Work instructions ::
1. Translate this sentence from the biomarker abstract into Spanish: "In clinical practices, multiple biomarkers are frequently used on the same subjects for the diagnosis of an adverse outcome."
2. Summarize the biomarker abstract in two sentences.
3. Pick up the biomarker abstract after its last sentence and carry it forward.

Reading passage ::
● ● ● ●
Statistical Considerations in Combining Multiple Biomarkers for Diagnostic Classification: Logistic Regression Risk Score Versus Discriminant Function Score

Karimollah  Hajian-Tilaki; Zahra Graili; Vahid Nassiri

doi:10.18502/jbe.v8i2.10412

Karimollah Hajian-Tilaki Department of Biostatistics and Epidemiology, School of Public Health, Babol University of Medical Sciences, Babol, Iran.
Zahra Graili Social Determinants of Health Research Center, Health Research Institute, Babol University of Medical Sciences, Babol, Iran.
Vahid Nassiri Open Analytics, Jupiterstraat 20, B-2600, Antwerpen, Belgium.

DOI: https://doi.org/10.18502/jbe.v8i2.10412

Keywords: Logistic regression model; Discriminant function score; ROC analysis; Area under the curve (AUC); Combining multiple biomarkers;

Abstract

Introduction: In clinical practices, multiple biomarkers are frequently used on the same subjects for the diagnosis of an adverse outcome. This study compares two alternative multiple linear regression approaches as the logistic regression model and the discriminant function score in combing several markers.
● ● ● ●
Material provided ::
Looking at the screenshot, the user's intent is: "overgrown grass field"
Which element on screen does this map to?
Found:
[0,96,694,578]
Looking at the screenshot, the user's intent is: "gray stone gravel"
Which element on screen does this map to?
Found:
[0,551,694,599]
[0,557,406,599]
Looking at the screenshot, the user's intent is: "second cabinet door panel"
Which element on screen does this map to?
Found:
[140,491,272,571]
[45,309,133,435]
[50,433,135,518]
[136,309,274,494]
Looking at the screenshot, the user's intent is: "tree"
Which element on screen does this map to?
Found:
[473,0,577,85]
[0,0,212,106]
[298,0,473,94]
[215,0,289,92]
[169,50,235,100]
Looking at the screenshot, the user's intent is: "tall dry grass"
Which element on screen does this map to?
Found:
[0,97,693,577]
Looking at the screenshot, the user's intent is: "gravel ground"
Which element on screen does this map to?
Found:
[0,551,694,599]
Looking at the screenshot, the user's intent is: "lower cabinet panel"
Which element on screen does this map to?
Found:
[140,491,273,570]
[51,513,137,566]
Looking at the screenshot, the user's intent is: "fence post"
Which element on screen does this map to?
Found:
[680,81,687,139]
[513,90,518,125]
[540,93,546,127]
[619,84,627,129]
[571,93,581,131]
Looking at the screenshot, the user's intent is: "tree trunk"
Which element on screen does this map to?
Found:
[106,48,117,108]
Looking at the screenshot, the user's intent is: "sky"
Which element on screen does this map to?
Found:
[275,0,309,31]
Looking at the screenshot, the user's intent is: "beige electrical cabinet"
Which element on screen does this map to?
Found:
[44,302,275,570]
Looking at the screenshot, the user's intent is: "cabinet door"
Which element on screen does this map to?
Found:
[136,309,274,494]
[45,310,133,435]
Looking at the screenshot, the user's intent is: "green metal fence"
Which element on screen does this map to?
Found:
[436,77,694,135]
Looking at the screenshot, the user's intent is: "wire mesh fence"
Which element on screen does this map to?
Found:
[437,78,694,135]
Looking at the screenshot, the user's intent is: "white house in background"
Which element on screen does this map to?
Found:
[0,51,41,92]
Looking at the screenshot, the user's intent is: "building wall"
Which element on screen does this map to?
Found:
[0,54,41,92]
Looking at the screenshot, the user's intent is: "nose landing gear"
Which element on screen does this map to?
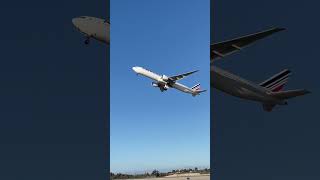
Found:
[84,37,90,45]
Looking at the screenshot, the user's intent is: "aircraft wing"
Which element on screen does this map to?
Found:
[210,28,285,61]
[169,70,198,82]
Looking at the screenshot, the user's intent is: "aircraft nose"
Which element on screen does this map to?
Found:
[72,18,80,28]
[132,67,138,73]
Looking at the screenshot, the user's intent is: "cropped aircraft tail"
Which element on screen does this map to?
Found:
[271,89,310,100]
[259,69,291,92]
[262,89,310,112]
[191,83,207,96]
[259,69,310,112]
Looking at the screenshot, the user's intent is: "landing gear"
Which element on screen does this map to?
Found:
[84,37,90,45]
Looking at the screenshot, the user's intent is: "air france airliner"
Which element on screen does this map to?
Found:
[210,28,310,112]
[132,66,206,96]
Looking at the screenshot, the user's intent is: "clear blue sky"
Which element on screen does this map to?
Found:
[110,0,210,172]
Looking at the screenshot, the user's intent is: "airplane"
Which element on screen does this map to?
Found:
[72,16,110,45]
[132,66,206,97]
[210,28,310,112]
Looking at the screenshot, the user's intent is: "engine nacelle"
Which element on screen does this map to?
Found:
[151,82,159,87]
[161,75,169,81]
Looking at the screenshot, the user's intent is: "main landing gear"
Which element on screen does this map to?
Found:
[84,37,90,45]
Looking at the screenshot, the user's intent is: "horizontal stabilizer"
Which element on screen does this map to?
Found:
[169,70,198,82]
[259,69,291,92]
[271,89,310,99]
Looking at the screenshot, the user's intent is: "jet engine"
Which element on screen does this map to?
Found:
[151,82,159,87]
[161,75,169,81]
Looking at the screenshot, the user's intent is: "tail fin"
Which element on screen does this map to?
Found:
[191,83,200,91]
[259,69,291,92]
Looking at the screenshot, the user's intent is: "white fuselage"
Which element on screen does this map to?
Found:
[132,67,196,95]
[210,65,285,105]
[72,16,110,44]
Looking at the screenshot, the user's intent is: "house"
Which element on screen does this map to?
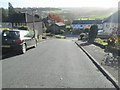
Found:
[50,22,65,34]
[71,20,103,30]
[103,10,120,34]
[8,13,43,39]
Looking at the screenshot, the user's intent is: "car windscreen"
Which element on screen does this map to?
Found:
[2,31,20,39]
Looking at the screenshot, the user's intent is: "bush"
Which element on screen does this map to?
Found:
[18,26,29,30]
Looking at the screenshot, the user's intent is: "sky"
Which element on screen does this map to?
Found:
[0,0,120,8]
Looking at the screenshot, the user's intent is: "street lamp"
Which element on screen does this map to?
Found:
[32,9,35,37]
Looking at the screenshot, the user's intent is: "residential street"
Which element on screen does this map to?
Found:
[2,39,114,88]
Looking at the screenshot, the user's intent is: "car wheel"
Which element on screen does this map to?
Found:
[21,44,26,54]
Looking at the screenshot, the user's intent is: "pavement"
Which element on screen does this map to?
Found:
[2,39,115,88]
[75,40,119,88]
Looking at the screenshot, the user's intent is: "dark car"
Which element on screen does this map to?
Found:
[2,30,37,53]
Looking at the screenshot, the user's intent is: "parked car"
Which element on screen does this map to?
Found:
[2,30,37,54]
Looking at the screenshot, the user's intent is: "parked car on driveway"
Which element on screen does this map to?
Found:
[97,30,110,39]
[2,30,37,53]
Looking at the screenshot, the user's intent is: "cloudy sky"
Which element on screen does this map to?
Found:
[0,0,120,8]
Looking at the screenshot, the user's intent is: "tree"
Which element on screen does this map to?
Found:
[88,25,98,43]
[1,8,8,21]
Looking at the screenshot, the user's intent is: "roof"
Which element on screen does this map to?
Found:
[8,13,41,23]
[55,22,65,26]
[104,10,120,23]
[72,20,102,24]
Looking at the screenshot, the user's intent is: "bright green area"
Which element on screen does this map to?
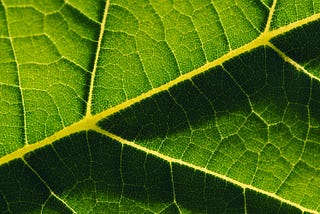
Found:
[0,0,320,213]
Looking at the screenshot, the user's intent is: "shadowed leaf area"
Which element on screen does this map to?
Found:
[0,0,320,214]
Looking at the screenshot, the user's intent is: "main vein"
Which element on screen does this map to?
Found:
[92,126,318,213]
[0,10,320,165]
[86,0,110,116]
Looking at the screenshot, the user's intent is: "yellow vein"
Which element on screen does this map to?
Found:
[93,126,319,214]
[92,35,268,121]
[0,11,320,165]
[86,0,110,116]
[264,0,277,33]
[0,117,96,165]
[267,42,320,81]
[3,4,28,145]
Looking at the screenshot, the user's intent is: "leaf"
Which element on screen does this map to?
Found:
[0,0,320,213]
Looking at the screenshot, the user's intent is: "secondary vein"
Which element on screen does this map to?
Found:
[86,0,110,116]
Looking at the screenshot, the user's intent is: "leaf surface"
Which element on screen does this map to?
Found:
[0,0,320,213]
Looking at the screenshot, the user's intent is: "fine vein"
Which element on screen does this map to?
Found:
[86,0,110,116]
[93,126,318,213]
[3,2,28,145]
[0,13,320,165]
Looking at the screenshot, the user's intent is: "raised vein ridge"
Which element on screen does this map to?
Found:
[0,13,320,166]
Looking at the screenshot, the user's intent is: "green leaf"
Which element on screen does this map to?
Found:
[0,0,320,213]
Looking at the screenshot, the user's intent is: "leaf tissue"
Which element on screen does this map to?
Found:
[0,0,320,214]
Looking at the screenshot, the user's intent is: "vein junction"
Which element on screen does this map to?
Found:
[0,10,320,169]
[0,9,320,212]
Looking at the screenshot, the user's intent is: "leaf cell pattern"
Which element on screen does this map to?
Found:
[0,0,320,213]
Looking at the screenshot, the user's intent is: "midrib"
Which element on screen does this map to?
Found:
[0,10,320,213]
[0,10,320,166]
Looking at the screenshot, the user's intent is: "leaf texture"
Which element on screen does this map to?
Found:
[0,0,320,213]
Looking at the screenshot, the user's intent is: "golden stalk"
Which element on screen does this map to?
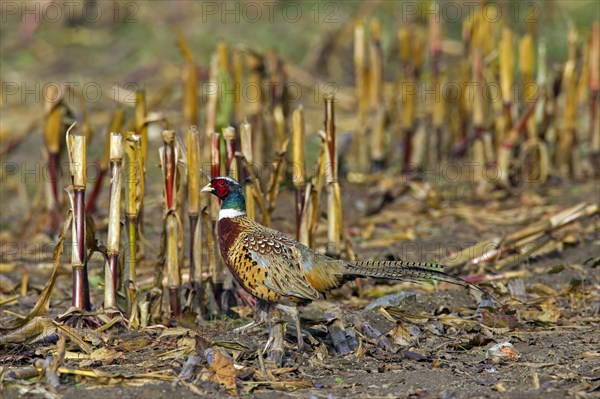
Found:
[186,126,203,304]
[365,20,385,172]
[67,124,91,311]
[246,53,266,177]
[498,27,514,137]
[223,126,239,180]
[159,130,183,317]
[473,49,485,182]
[206,132,225,300]
[104,132,123,310]
[231,49,244,126]
[292,105,306,240]
[264,137,290,226]
[429,6,445,161]
[123,132,144,324]
[556,27,577,177]
[44,85,67,232]
[175,28,198,126]
[354,21,368,128]
[135,90,148,163]
[325,96,342,257]
[205,56,219,137]
[240,120,255,220]
[588,22,600,169]
[86,106,125,213]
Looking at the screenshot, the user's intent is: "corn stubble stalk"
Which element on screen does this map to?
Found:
[588,22,600,171]
[240,120,260,220]
[353,21,369,173]
[67,125,91,311]
[556,27,578,178]
[221,126,239,314]
[369,20,385,172]
[325,96,342,257]
[159,130,183,317]
[206,132,225,314]
[123,132,144,325]
[104,132,123,310]
[175,27,198,126]
[44,85,67,233]
[292,105,307,242]
[86,106,125,213]
[429,7,444,161]
[519,34,549,184]
[186,126,204,311]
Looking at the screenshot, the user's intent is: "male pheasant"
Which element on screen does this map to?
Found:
[202,177,488,356]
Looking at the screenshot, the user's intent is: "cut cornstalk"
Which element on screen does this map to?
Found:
[292,105,306,240]
[496,27,514,143]
[86,106,125,213]
[175,28,198,126]
[365,20,385,172]
[231,49,244,126]
[123,132,144,325]
[497,97,539,185]
[104,132,123,310]
[67,125,91,311]
[472,49,486,187]
[588,22,600,170]
[353,21,369,173]
[223,126,239,180]
[264,137,290,226]
[159,130,183,317]
[240,120,256,220]
[429,9,445,162]
[267,49,287,152]
[187,126,203,307]
[135,90,148,166]
[556,28,578,178]
[206,132,225,301]
[519,39,549,184]
[325,96,342,257]
[44,85,67,234]
[246,52,267,181]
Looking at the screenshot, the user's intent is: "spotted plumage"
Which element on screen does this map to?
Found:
[202,177,486,304]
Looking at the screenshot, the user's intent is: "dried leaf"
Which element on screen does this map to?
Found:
[204,348,238,394]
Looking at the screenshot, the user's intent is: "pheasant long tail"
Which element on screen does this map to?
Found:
[344,261,487,294]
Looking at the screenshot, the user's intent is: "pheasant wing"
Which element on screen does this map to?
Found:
[244,229,319,301]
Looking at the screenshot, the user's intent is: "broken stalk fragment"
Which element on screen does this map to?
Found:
[187,126,203,307]
[67,125,91,311]
[365,20,385,172]
[240,120,256,220]
[588,22,600,171]
[175,28,198,126]
[44,85,67,234]
[158,130,183,317]
[325,96,342,257]
[86,107,125,213]
[104,132,123,310]
[123,132,144,325]
[292,105,306,240]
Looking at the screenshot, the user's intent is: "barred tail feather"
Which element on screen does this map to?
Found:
[345,261,476,292]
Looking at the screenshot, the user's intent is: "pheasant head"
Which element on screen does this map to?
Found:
[200,177,246,219]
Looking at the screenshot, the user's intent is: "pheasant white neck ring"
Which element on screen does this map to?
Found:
[219,208,246,220]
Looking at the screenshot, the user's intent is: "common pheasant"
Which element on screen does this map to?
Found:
[201,177,488,358]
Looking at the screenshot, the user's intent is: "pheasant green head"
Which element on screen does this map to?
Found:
[201,176,246,219]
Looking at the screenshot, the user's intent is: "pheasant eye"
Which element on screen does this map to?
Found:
[216,180,229,198]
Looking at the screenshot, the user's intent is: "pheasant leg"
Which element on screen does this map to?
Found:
[277,304,304,352]
[265,306,285,367]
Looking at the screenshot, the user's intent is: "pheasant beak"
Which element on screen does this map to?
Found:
[200,183,215,193]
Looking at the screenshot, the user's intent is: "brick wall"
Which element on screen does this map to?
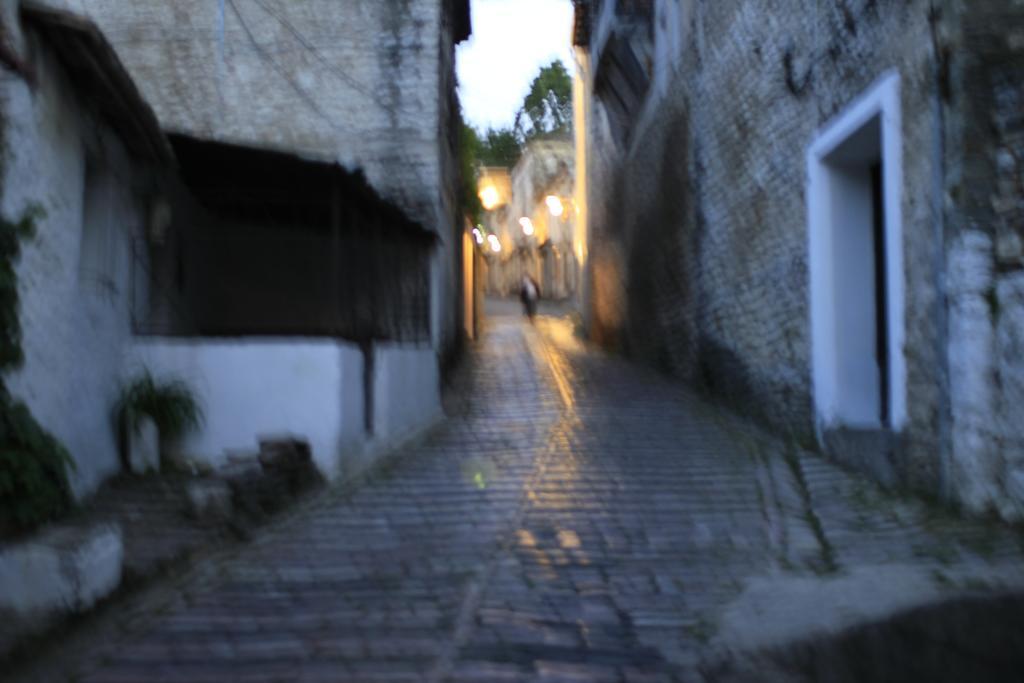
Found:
[587,0,983,497]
● ● ● ●
Per-task outputs ::
1. En la práctica clínica, con frecuencia se utilizan múltiples biomarcadores en los mismos sujetos para el diagnóstico de un desenlace adverso.

2. In clinical practice, multiple biomarkers are often used on the same subjects to diagnose an adverse outcome. The study compares two multiple linear regression approaches for combining several markers: the logistic regression model and the discriminant function score.

3.
Methods: Ten thousand simulated data sets were generated from binormal and non-binormal pairs of distributions with different sample sizes and correlation structures. Each dataset underwent a logistic regression and the discriminant analysis simultaneously. The ROC analysis was performed with each marker alone and also their combining scores. For two alternative approaches, the average of AUC and its root mean square error (RMSE) were estimated over 10000 replications trials for all configurations and sample sizes used. The practical utility of the two methods is further illustrated with a clinical example of real data as well.

Results: The two approaches yielded identical accuracy in particular with binormal data. With non- binormal data, the logistic regression risk score produced an equal or slightly better accuracy than the discriminate function score.

Conclusion: Overall, the two approaches yield rather identical results. However, adopting the logistic regression model may incorporate a slightly better accuracy index than discriminant analysis with nonbinormal data.